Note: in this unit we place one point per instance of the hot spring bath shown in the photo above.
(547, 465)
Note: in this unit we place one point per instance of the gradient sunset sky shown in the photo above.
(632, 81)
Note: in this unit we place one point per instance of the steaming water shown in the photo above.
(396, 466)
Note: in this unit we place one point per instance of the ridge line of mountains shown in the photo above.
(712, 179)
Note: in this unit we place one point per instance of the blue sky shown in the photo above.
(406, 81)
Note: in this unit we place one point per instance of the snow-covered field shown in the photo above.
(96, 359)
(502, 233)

----------

Goal of the exercise:
Copy every line of the records above, adding 113 to each x and y coordinate in the answers and leaving all other lines unchanged.

Exercise answer:
Note: in this unit we place one point per instance of the hot spring bath shown in the photo above.
(660, 578)
Note: in this unit we place one point per instance of the gradient sunset sky shown in the photo above.
(745, 194)
Note: in this unit we place one point per instance of the steaming water shown in the photo above.
(509, 579)
Note: in this unit we place one point per instance of the ridge line of mountains shown in the photo above.
(825, 292)
Note: in this unit we place one point per instance of the blue sky shown in the photo above.
(519, 194)
Note: in this unit we place one point per instance of the snow-covered field shown in the photo above.
(209, 472)
(615, 346)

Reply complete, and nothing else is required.